- [Segmentation mask data]
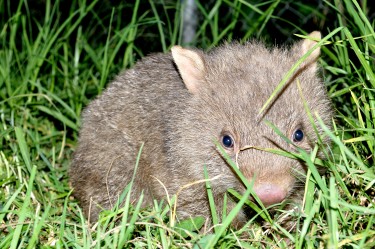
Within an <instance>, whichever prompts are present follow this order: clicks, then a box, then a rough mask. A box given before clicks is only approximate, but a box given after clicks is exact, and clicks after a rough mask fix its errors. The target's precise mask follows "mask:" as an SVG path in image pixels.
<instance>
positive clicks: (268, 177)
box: [70, 32, 332, 224]
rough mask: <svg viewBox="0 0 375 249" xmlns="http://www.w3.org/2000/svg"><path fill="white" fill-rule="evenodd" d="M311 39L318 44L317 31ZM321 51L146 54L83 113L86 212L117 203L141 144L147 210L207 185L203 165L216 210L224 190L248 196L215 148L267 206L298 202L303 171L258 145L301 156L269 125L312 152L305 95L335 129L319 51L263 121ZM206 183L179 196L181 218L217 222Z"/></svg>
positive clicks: (291, 51) (145, 196)
mask: <svg viewBox="0 0 375 249" xmlns="http://www.w3.org/2000/svg"><path fill="white" fill-rule="evenodd" d="M310 35H311V36H312V37H313V38H315V39H319V38H320V33H319V32H313V33H312V34H310ZM315 44H316V42H315V41H313V40H310V39H305V40H302V41H301V42H299V43H297V44H295V45H294V46H293V47H292V48H291V49H290V50H286V49H280V48H273V49H267V48H266V47H265V46H264V45H262V44H260V43H258V42H248V43H246V44H244V45H241V44H239V43H232V44H225V45H222V46H220V47H217V48H215V49H213V50H212V51H210V52H208V53H205V52H202V51H201V50H196V49H185V48H182V47H180V46H174V47H173V48H172V51H171V53H168V54H154V55H150V56H147V57H145V58H143V59H142V60H141V61H139V62H138V63H137V64H136V65H135V66H134V68H132V69H129V70H126V71H124V72H123V73H121V74H120V75H119V76H117V77H116V78H115V80H114V81H113V82H112V83H111V84H110V85H109V86H108V88H107V89H106V90H105V91H104V92H103V94H102V95H101V96H99V97H98V98H97V99H95V100H94V101H93V102H92V103H91V104H90V105H89V106H88V107H87V108H86V110H85V111H84V113H83V125H82V129H81V132H80V138H79V144H78V147H77V150H76V152H75V155H74V160H73V164H72V166H71V169H70V178H71V183H72V186H73V187H74V195H75V197H77V198H78V200H79V201H80V203H81V205H82V207H83V209H84V211H85V214H86V215H87V216H89V218H90V219H91V220H95V219H97V217H98V213H99V212H100V210H101V208H111V206H112V205H113V204H114V203H115V202H116V200H117V199H118V197H119V195H120V194H121V193H122V191H123V190H124V188H125V187H126V186H127V185H128V184H129V183H130V181H131V179H132V177H133V172H134V168H135V165H136V158H137V154H138V152H139V149H140V146H141V145H142V143H144V147H143V151H142V154H141V156H140V161H139V167H138V169H137V172H136V175H135V180H134V183H133V188H132V198H133V200H134V201H136V200H137V198H139V195H140V194H141V193H142V192H143V194H144V203H143V204H144V205H150V204H152V203H153V200H154V199H158V200H160V199H163V198H165V197H166V195H167V193H166V191H168V194H169V195H172V194H176V193H177V191H178V190H179V189H181V188H182V187H183V186H185V185H188V184H190V183H194V182H197V181H199V180H202V179H205V177H204V173H203V169H204V166H206V167H207V171H208V175H209V178H215V179H214V180H212V181H211V186H212V191H213V194H214V197H215V204H216V208H217V210H222V205H223V204H222V203H223V196H224V194H225V193H226V191H227V189H229V188H231V189H235V190H237V191H239V192H242V193H243V192H244V185H243V184H242V183H241V181H240V180H239V178H238V177H237V176H236V174H235V173H234V172H233V170H232V168H231V167H230V166H229V165H228V163H227V162H226V160H225V159H224V158H223V156H222V155H221V153H220V152H219V151H218V148H217V146H216V145H215V143H214V141H215V140H216V141H218V142H219V143H221V146H222V147H223V148H224V149H225V151H226V153H227V154H228V155H229V156H230V157H231V158H232V159H233V161H235V162H236V163H237V164H238V165H237V166H238V168H239V169H240V170H241V172H242V173H243V175H244V176H245V177H246V178H247V179H248V180H249V181H250V182H251V181H252V180H254V191H255V193H256V194H257V195H258V197H259V198H260V200H261V201H262V202H263V203H264V204H265V205H266V206H269V205H271V204H275V203H279V202H282V201H283V200H285V199H287V200H294V201H297V202H298V201H301V200H302V195H303V187H304V184H303V181H304V179H303V175H304V174H305V172H306V167H305V165H303V164H302V163H301V162H300V161H297V160H293V159H290V158H287V157H283V156H280V155H276V154H273V153H269V152H265V151H264V150H259V149H255V148H254V147H257V148H276V149H283V150H288V151H293V150H294V149H295V147H294V146H293V145H291V144H288V143H287V142H286V141H285V140H284V139H283V138H281V137H280V136H279V135H277V134H276V133H275V131H274V130H273V129H272V128H271V127H270V126H269V125H267V124H266V123H265V122H264V120H268V121H270V122H271V123H273V124H274V125H275V126H276V127H278V129H279V130H280V131H281V132H283V134H284V135H285V136H287V137H288V138H290V140H291V141H292V142H293V143H294V145H296V146H298V147H301V148H303V149H306V150H310V149H311V148H312V147H313V146H314V143H315V142H316V141H317V136H318V135H317V134H316V132H315V131H314V129H313V126H312V125H311V123H310V121H309V118H308V114H307V112H306V108H305V107H304V103H303V99H302V97H301V96H303V98H305V101H306V103H307V105H308V106H309V108H310V110H311V113H312V114H313V116H314V117H315V115H314V114H315V113H318V114H319V116H320V117H321V118H322V119H323V121H324V122H325V123H329V122H330V119H331V117H332V114H331V106H330V101H329V99H328V98H327V94H326V91H325V87H324V85H323V83H322V82H321V80H320V79H319V78H318V77H317V75H316V72H317V64H316V60H317V59H318V56H319V54H320V50H319V48H318V49H316V50H314V51H313V52H312V53H311V55H310V56H308V57H307V59H306V60H305V61H304V62H303V63H302V64H301V65H300V66H299V68H298V69H297V70H296V71H295V73H294V75H293V76H292V77H291V78H290V80H289V82H288V83H287V84H286V86H285V88H284V89H283V90H282V91H281V93H280V94H279V95H278V96H277V97H276V99H275V101H274V102H273V103H272V104H271V105H270V106H269V108H268V109H267V110H266V111H265V112H264V113H263V114H262V115H259V111H260V109H261V107H262V105H263V104H264V103H265V101H266V100H267V99H268V98H269V97H270V95H271V93H272V92H273V90H274V89H275V87H276V86H277V85H278V84H279V83H280V81H281V80H282V79H283V77H284V76H285V75H286V73H287V72H288V71H289V70H290V69H291V67H292V66H293V65H294V64H295V63H296V62H297V60H298V59H300V58H301V56H303V55H304V54H305V53H306V52H307V51H308V50H309V49H311V48H312V47H313V46H314V45H315ZM298 81H299V82H300V87H301V91H300V90H299V88H298V84H297V82H298ZM317 129H318V133H321V132H322V131H321V130H320V128H319V126H318V128H317ZM249 146H250V149H244V148H245V147H247V148H248V147H249ZM202 182H203V181H201V183H199V184H192V185H191V186H190V187H187V188H184V189H183V190H182V191H180V192H179V194H178V202H177V203H178V205H177V206H178V207H177V211H178V216H179V217H180V218H186V217H189V216H203V217H207V218H209V217H211V214H210V210H209V206H208V200H207V192H206V190H205V183H202ZM164 187H165V188H164ZM233 205H234V204H233V202H231V203H230V204H229V206H230V207H233ZM247 220H248V215H247V213H246V211H241V213H239V214H238V216H237V218H236V220H235V221H234V223H235V224H243V223H244V222H246V221H247Z"/></svg>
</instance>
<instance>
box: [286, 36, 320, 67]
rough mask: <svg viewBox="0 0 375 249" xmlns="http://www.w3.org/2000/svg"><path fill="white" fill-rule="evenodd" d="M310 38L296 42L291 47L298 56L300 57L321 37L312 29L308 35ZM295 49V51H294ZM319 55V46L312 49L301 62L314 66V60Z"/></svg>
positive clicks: (314, 45)
mask: <svg viewBox="0 0 375 249" xmlns="http://www.w3.org/2000/svg"><path fill="white" fill-rule="evenodd" d="M308 36H309V37H310V38H308V39H304V40H303V41H301V42H299V43H298V44H296V47H295V48H294V49H293V50H294V51H295V52H297V54H298V56H299V57H301V56H303V55H304V54H306V53H307V52H308V51H309V50H310V49H312V48H313V47H314V46H315V45H316V44H317V43H318V41H319V40H320V39H321V38H322V35H321V34H320V32H319V31H314V32H312V33H310V34H309V35H308ZM296 50H297V51H296ZM319 55H320V47H318V48H316V49H314V51H312V53H311V54H310V56H309V57H307V58H306V60H305V61H304V62H303V65H306V66H310V65H311V66H313V67H314V68H315V67H316V64H315V63H316V61H317V60H318V58H319Z"/></svg>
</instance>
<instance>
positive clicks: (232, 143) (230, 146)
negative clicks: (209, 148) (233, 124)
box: [221, 135, 234, 148]
mask: <svg viewBox="0 0 375 249" xmlns="http://www.w3.org/2000/svg"><path fill="white" fill-rule="evenodd" d="M221 142H222V143H223V145H224V146H225V147H226V148H232V147H233V145H234V140H233V138H232V137H231V136H229V135H224V136H223V138H222V140H221Z"/></svg>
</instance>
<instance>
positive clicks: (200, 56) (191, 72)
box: [171, 46, 205, 94]
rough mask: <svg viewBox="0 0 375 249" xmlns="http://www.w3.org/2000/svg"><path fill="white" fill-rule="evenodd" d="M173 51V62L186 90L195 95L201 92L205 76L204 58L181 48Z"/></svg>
mask: <svg viewBox="0 0 375 249" xmlns="http://www.w3.org/2000/svg"><path fill="white" fill-rule="evenodd" d="M171 50H172V57H173V60H174V62H175V63H176V65H177V68H178V71H179V72H180V75H181V78H182V80H183V81H184V84H185V86H186V88H187V89H188V90H189V92H191V93H193V94H195V93H197V92H199V85H200V84H201V82H202V80H203V78H204V75H205V65H204V60H203V58H202V56H201V55H200V54H199V53H198V52H195V51H193V50H189V49H185V48H182V47H181V46H174V47H172V49H171Z"/></svg>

- [Assignment]
Can you output the data above as a numbered list, from its start through the line containing "box: [70, 32, 332, 224]", with blank lines dropped and the pictures left out?

- [Reply]
1. Within an <instance>, whichever prompts are present follow this order: clicks, then a box, then a rough mask. A box given before clicks is only approximate, but a box given after clicks is exact, and clicks after a rough mask fix its errors. The target's precise mask follows "mask:" as an SVG path in image pixels.
2. <instance>
3. positive clicks: (268, 177)
4. box: [70, 32, 332, 224]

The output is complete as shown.